- _WHAT TO PRODUCE_
Extract every line of the rows below that contains the string "ceiling". Treat case as significant and copy each matching line unchanged.

- _GIVEN RECORDS_
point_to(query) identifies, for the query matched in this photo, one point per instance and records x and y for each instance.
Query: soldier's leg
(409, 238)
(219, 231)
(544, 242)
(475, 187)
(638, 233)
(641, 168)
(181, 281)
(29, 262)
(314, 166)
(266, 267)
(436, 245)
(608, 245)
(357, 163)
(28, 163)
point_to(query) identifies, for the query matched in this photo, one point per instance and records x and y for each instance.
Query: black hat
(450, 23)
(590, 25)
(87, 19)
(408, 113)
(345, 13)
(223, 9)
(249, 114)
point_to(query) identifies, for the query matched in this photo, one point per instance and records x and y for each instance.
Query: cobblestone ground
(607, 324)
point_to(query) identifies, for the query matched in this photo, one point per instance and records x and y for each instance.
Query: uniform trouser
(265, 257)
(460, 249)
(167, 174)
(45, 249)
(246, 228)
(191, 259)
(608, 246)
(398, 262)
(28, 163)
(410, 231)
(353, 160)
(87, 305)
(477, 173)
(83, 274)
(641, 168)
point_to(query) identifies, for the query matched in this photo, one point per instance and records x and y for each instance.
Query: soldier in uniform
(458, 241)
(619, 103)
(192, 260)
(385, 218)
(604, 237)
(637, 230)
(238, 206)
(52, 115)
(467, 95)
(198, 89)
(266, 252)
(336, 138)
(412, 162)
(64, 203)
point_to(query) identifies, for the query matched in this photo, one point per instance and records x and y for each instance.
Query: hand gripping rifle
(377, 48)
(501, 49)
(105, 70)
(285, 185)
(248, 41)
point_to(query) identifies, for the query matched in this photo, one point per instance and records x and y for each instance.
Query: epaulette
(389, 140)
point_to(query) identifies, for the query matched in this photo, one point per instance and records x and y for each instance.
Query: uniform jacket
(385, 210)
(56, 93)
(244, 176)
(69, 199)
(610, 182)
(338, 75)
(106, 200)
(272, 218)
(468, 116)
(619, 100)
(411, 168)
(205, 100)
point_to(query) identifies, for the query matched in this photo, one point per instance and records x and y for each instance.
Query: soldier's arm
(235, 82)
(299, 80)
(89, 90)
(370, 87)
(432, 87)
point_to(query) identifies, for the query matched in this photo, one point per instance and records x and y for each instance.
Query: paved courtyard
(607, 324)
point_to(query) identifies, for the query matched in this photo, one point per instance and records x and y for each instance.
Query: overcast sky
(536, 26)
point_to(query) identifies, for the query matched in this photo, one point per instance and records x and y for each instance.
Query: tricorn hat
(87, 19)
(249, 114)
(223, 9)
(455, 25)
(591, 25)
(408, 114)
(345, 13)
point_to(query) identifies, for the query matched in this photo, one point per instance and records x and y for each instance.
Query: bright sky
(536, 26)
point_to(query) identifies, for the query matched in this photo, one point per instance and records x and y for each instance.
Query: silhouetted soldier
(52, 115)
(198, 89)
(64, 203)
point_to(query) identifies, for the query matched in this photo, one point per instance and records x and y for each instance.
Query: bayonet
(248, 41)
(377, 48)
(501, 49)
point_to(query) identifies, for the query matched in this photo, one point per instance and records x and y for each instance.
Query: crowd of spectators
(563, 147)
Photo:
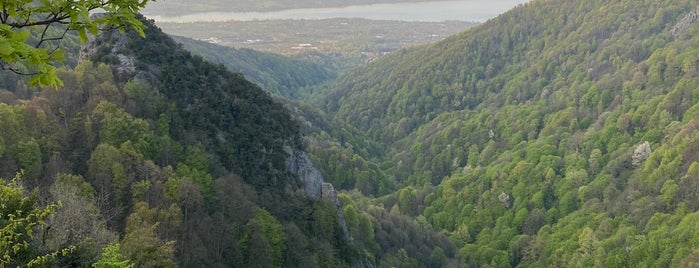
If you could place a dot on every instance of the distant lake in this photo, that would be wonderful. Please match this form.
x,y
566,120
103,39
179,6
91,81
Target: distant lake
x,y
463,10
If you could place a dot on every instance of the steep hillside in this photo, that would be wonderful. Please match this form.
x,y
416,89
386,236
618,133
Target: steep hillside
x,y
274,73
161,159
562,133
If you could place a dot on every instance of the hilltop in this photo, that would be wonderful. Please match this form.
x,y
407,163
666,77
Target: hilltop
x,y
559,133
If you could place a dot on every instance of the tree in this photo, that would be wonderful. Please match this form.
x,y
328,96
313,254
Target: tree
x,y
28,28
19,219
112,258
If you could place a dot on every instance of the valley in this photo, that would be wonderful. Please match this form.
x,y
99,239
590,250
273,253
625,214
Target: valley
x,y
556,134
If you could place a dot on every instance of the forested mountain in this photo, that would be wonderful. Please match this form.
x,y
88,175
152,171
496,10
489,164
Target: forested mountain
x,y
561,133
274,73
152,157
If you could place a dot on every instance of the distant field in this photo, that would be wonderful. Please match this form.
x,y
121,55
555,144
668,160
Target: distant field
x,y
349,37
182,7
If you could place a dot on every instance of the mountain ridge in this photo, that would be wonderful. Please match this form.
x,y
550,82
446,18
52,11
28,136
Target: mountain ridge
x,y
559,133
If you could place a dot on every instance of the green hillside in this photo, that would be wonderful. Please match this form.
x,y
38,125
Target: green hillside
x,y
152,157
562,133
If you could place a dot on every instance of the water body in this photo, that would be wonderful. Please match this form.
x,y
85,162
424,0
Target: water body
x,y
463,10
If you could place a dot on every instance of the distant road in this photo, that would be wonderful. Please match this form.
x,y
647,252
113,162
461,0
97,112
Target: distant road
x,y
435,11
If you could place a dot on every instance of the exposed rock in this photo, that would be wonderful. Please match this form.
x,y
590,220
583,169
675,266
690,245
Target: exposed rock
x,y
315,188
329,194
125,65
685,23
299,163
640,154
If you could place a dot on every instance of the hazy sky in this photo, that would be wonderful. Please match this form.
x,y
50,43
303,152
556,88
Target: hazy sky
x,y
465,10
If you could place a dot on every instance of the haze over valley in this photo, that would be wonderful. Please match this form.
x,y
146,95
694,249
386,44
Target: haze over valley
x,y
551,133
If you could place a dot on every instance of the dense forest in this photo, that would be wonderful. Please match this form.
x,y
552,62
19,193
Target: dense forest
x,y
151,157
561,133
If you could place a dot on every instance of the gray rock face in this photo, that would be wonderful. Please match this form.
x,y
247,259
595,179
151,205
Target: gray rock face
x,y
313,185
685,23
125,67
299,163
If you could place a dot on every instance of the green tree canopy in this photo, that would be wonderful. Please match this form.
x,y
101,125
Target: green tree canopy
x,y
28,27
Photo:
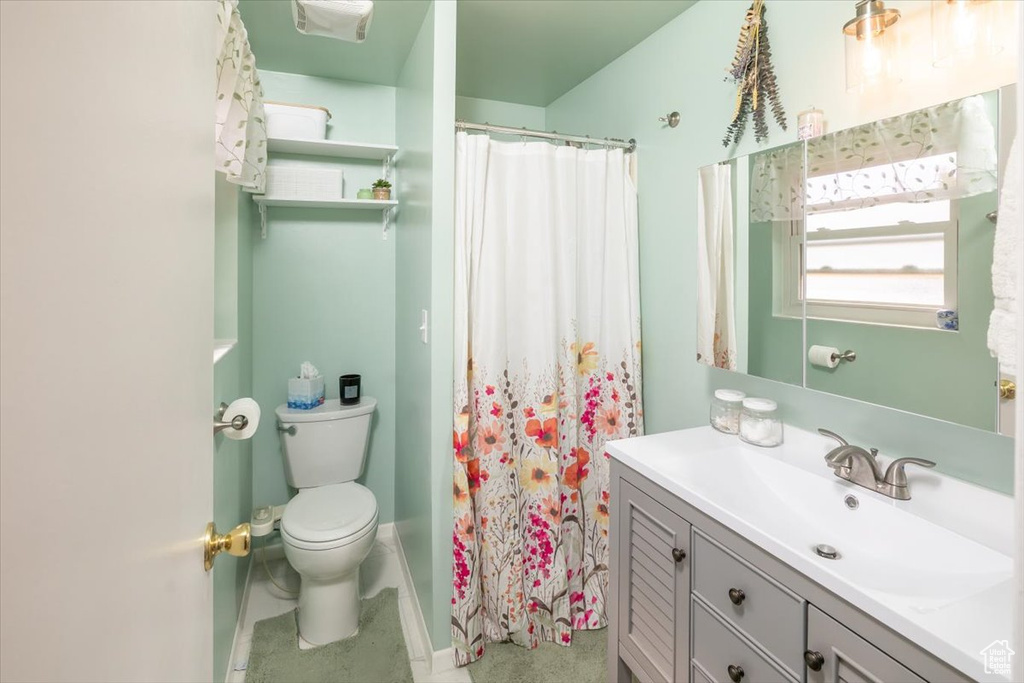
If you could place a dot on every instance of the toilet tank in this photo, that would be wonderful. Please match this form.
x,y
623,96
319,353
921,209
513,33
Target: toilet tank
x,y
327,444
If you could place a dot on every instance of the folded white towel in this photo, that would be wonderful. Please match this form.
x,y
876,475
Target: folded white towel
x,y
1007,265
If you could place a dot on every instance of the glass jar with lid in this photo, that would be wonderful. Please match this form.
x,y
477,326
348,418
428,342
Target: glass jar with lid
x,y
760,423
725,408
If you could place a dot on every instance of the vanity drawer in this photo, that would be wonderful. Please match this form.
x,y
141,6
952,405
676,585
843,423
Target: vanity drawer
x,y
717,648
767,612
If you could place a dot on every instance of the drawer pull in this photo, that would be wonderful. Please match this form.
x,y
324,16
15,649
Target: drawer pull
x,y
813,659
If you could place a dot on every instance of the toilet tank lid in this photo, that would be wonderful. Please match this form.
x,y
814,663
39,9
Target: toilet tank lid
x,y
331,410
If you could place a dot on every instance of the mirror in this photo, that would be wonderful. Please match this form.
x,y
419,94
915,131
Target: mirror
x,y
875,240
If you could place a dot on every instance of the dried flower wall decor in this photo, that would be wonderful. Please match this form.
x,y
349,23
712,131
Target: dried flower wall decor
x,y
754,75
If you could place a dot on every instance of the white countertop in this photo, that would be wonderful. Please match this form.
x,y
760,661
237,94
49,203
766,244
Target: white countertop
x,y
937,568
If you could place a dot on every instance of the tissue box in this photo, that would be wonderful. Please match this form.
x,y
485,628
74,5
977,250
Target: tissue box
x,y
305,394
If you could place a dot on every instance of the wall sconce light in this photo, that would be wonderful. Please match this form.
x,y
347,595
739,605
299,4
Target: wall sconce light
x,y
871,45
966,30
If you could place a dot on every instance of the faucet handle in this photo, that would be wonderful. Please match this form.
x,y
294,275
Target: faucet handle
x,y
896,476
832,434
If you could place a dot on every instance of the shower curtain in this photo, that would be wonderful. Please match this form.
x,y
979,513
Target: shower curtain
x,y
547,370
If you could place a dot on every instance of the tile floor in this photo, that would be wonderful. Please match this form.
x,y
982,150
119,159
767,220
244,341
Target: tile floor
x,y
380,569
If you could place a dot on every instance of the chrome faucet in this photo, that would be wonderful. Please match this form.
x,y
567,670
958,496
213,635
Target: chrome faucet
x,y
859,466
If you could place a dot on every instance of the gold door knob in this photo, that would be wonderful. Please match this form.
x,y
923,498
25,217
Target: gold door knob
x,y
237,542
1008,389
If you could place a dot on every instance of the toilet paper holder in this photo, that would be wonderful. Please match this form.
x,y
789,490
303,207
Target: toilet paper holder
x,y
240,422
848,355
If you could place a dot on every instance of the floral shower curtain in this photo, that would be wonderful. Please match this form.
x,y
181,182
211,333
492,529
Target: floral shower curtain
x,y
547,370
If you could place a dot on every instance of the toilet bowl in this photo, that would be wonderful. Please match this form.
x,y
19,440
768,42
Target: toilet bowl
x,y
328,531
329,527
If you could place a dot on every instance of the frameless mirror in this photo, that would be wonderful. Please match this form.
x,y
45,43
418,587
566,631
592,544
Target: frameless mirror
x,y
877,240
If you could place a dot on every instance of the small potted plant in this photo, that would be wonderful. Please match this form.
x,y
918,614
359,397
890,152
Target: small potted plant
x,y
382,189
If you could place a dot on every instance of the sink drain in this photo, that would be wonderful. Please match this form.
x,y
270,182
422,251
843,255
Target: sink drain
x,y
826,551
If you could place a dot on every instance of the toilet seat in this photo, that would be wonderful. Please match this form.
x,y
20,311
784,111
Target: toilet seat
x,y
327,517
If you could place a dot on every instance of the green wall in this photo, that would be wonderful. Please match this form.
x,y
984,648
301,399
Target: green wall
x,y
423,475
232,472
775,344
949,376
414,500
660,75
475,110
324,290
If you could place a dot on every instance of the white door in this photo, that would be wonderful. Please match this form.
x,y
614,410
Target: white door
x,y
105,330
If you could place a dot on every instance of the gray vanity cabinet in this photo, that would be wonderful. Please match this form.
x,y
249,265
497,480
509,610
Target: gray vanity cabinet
--
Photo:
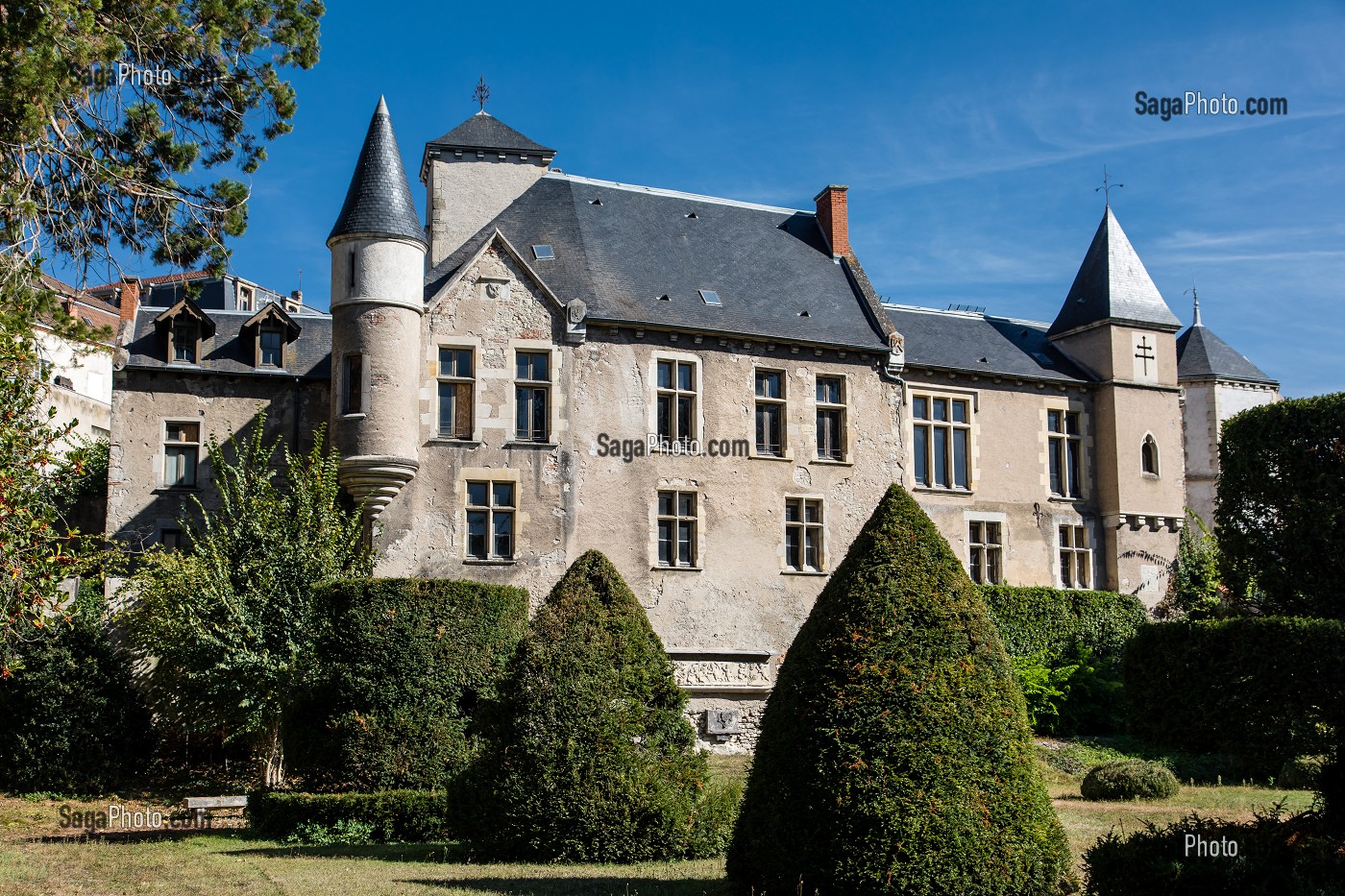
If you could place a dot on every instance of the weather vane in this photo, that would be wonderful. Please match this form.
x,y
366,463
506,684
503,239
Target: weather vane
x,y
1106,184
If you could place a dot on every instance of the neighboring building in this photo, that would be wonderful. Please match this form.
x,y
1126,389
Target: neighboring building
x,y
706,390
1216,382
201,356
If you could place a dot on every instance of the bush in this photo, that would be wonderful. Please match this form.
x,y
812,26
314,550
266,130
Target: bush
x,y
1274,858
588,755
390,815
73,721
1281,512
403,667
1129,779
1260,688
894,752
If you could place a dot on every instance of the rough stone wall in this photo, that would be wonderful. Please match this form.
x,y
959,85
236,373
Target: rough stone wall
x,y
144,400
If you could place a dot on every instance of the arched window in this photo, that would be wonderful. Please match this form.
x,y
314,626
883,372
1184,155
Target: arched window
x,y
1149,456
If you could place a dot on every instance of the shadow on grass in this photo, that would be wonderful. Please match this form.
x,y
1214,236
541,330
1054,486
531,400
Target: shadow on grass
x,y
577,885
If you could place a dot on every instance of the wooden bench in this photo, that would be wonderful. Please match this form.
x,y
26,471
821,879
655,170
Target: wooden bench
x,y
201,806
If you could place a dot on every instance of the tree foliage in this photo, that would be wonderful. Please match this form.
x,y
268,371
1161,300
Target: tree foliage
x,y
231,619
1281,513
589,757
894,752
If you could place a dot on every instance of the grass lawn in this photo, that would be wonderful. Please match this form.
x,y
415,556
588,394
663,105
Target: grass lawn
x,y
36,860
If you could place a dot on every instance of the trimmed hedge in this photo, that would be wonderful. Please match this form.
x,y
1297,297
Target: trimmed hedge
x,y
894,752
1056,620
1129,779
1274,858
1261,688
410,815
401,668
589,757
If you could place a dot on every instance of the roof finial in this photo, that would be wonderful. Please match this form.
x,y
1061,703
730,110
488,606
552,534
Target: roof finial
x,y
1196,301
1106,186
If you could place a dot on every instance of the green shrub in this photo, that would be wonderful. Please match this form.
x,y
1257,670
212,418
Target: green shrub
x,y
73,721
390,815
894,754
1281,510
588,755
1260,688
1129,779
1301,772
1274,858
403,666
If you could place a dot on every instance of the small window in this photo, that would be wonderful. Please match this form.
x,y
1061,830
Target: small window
==
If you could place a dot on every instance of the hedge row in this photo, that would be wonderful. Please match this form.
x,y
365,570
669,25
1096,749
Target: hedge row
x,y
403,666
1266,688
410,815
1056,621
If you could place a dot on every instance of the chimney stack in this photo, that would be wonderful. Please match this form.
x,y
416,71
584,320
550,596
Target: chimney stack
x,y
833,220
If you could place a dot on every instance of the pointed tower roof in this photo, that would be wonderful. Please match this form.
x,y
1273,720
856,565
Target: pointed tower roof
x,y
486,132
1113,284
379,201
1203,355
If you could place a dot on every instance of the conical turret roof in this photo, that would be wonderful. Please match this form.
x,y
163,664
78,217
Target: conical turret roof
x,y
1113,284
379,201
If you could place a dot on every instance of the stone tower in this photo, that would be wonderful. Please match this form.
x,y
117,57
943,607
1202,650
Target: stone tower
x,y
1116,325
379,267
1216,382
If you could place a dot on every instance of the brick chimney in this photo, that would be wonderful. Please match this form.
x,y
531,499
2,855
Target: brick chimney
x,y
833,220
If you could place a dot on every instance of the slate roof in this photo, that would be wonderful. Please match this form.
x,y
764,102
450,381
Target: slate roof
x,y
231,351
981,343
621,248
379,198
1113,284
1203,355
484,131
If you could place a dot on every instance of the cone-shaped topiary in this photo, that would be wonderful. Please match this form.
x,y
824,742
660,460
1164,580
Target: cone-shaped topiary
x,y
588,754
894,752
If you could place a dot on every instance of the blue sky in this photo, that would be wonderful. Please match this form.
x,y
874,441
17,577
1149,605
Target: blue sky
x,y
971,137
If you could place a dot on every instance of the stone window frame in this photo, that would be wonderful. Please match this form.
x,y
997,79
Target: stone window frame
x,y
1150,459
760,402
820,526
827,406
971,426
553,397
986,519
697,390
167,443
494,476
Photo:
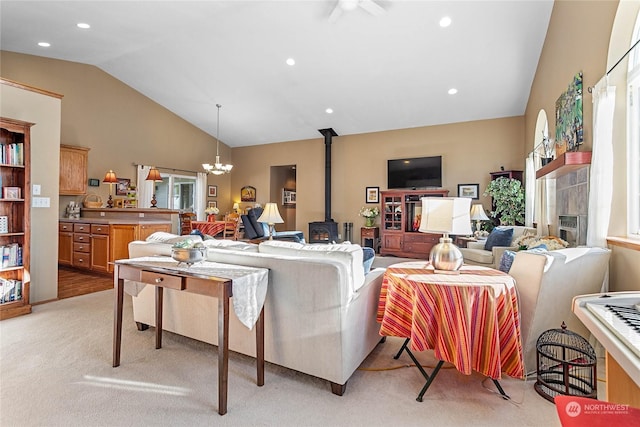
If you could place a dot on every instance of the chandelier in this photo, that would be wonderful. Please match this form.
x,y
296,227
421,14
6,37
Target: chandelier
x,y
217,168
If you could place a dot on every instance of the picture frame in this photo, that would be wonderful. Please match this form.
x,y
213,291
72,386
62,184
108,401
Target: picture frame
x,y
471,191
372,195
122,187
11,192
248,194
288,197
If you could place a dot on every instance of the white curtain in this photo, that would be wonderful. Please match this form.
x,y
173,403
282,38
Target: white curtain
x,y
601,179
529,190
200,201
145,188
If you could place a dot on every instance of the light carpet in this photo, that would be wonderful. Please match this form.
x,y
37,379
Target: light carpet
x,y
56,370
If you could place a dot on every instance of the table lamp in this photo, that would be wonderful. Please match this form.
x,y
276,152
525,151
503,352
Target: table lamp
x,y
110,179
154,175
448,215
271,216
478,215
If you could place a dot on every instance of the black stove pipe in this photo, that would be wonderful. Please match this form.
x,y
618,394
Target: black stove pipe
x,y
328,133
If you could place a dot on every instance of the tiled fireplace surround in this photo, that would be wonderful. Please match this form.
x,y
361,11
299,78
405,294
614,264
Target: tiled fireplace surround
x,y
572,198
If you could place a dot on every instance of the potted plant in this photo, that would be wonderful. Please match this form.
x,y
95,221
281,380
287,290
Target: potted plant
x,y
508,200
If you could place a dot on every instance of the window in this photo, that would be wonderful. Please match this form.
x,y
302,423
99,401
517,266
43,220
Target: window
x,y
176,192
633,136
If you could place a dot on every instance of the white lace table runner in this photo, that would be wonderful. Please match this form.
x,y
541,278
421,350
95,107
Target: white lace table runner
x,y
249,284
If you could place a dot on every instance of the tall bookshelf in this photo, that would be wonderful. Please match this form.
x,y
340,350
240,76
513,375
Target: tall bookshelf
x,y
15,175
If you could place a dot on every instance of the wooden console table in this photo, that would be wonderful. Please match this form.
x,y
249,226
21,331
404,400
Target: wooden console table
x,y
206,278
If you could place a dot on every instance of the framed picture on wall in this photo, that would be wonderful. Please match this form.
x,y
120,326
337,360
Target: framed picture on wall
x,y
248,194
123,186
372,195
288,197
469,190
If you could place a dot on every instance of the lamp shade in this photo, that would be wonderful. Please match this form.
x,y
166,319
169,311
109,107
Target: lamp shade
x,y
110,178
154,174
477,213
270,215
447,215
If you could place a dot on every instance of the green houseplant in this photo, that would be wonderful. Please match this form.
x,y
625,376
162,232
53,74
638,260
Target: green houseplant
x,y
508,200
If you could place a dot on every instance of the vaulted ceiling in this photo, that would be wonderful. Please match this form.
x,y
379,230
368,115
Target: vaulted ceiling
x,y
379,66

- _EXERCISE ANSWER_
If you could place a dot on every instance of the vaulted ceiling in this photo, that would be wonderful. Please match this form.
Target: vaulted ceiling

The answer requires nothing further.